▶ BRIEF
Everything from the line with "Query: lion's ear" to the last line of the material below is what to reproduce, exactly and with no other lines.
BEGIN
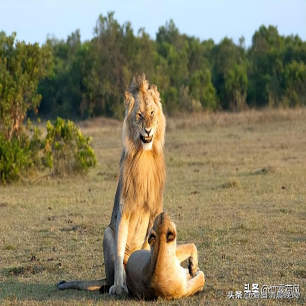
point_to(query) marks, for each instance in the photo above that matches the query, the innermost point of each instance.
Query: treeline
(89, 78)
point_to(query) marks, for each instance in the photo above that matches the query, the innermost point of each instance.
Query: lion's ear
(151, 239)
(155, 94)
(129, 100)
(170, 236)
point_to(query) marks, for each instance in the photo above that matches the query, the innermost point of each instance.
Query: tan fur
(158, 273)
(139, 195)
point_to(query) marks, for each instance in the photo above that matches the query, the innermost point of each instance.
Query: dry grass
(236, 187)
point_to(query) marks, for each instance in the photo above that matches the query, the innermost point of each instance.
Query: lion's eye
(152, 238)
END
▶ TASK RESPONSE
Query: lion's ear
(151, 239)
(155, 94)
(129, 100)
(170, 236)
point_to(query) marks, for each instance in the photo above that matches the query, the innermost point of each instance.
Query: tan fur
(158, 273)
(139, 195)
point_to(query) marks, for each instance in the photo above that matches the query, the innermost point of each instance.
Query: dry grass
(236, 187)
point_to(query) marks, for each instance in the photo above that matches the query, the innermost point of each instance.
Query: lion's eye
(152, 238)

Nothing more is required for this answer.